AVAILABLE RECORDS —
+---+

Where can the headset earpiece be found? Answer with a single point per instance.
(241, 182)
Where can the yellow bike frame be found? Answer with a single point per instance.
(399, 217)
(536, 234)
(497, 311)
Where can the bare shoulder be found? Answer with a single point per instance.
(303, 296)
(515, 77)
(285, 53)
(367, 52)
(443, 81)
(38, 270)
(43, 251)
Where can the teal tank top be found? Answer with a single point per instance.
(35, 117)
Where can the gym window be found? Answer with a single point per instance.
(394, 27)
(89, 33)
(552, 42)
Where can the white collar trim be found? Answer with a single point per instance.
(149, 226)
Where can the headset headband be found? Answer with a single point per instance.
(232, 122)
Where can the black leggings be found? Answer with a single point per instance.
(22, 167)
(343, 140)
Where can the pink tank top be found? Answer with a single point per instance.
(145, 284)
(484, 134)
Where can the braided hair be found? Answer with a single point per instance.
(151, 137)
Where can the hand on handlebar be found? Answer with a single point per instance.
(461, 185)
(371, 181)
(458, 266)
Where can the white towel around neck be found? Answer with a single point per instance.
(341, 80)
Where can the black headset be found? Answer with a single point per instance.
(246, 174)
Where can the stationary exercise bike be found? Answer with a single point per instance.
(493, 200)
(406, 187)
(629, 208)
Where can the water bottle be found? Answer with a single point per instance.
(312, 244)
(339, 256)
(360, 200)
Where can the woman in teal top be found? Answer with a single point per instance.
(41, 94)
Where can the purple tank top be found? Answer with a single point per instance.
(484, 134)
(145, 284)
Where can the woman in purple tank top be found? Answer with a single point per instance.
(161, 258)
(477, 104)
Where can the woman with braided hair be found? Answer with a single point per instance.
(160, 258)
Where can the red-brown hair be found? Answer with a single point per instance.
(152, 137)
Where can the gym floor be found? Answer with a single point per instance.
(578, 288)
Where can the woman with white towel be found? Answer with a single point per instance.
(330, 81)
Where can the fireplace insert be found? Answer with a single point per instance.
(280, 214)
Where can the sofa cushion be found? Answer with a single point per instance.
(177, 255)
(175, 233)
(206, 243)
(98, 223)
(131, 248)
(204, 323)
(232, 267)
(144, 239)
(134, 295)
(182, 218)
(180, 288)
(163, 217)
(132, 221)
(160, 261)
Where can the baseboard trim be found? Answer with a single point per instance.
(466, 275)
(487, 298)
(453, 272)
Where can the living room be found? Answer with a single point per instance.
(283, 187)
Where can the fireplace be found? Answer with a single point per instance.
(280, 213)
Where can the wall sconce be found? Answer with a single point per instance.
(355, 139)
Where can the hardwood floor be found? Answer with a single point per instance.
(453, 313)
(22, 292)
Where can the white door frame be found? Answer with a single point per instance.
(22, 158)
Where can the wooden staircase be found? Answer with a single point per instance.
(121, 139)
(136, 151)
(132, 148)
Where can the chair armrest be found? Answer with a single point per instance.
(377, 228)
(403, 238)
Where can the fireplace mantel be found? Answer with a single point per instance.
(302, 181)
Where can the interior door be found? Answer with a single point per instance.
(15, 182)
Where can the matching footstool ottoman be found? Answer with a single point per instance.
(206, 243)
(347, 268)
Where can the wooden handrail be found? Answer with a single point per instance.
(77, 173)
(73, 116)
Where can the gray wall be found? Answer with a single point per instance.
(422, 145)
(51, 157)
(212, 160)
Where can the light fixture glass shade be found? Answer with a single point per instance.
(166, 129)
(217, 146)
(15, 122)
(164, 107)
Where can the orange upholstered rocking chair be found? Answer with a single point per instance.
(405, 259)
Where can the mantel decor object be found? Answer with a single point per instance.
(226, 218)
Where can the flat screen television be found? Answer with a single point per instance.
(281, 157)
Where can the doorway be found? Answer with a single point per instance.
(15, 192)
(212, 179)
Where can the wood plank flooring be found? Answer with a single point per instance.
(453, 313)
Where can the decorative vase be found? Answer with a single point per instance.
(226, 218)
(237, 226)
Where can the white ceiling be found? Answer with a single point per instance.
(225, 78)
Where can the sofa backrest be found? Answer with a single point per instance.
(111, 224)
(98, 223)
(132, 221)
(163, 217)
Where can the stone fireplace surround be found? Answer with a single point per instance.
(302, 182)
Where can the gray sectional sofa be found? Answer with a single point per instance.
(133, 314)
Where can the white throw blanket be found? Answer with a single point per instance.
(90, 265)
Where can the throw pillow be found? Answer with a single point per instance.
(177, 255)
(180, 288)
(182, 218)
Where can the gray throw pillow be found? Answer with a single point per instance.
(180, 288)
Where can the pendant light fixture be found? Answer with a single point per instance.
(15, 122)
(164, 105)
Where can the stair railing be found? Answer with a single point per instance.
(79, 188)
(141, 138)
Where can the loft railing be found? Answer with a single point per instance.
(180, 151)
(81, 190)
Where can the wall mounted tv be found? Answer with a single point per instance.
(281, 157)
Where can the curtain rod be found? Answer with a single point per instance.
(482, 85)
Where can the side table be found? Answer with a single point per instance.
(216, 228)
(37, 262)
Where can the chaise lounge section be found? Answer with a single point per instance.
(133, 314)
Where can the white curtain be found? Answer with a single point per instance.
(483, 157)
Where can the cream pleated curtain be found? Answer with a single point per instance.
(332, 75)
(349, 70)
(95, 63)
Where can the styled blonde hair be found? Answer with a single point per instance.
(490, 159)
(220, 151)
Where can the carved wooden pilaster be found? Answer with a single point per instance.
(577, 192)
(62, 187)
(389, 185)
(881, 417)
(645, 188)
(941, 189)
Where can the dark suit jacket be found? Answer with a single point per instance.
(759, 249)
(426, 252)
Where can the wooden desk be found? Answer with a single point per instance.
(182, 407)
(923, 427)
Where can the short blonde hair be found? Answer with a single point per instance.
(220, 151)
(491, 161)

+---+

From the line with "Where can the throw" to the last line of the material, give every line again exactly, and only those lines.

RESULT BELOW —
Where can the throw pillow be found? Answer with a single point per instance.
(177, 255)
(180, 288)
(182, 218)
Where can the gray throw pillow be found? Answer with a single point per instance.
(180, 288)
Where can the pendant light fixture be found? Answer with a single point per instance.
(15, 122)
(164, 105)
Where can the stair railing be found? Answer with a single point per instance.
(79, 188)
(141, 138)
Where can the loft railing be found? Answer with a single point per instance.
(180, 151)
(81, 190)
Where can the wall mounted tv be found? Answer with a single point per instance.
(281, 157)
Where can the curtain rod be found? Answer with a single point per instance.
(482, 85)
Where can the side table be found? Answer with a single point per instance.
(216, 228)
(37, 262)
Where can the chaise lounge section be found? Answer with a single point per instance.
(133, 314)
Where can the white curtain be found? Answer with a single point per instance.
(483, 157)
Where can the cream pleated curtain be found? Answer with a single point per instance.
(332, 75)
(349, 70)
(95, 63)
Where can the styled blonde hair be found? Answer with a single point per instance.
(490, 159)
(220, 151)
Where can the carved wooden pilaster be found? Answer with a single point per instance.
(577, 192)
(62, 187)
(389, 185)
(881, 417)
(645, 188)
(941, 189)
Where can the dark suit jacket be found? Answer with a single point per instance.
(759, 249)
(426, 252)
Where can the wooden desk be found? Answer with a single point per instance.
(182, 407)
(923, 427)
Where can the short blonde hair be found? Answer with a single point per instance.
(220, 151)
(491, 161)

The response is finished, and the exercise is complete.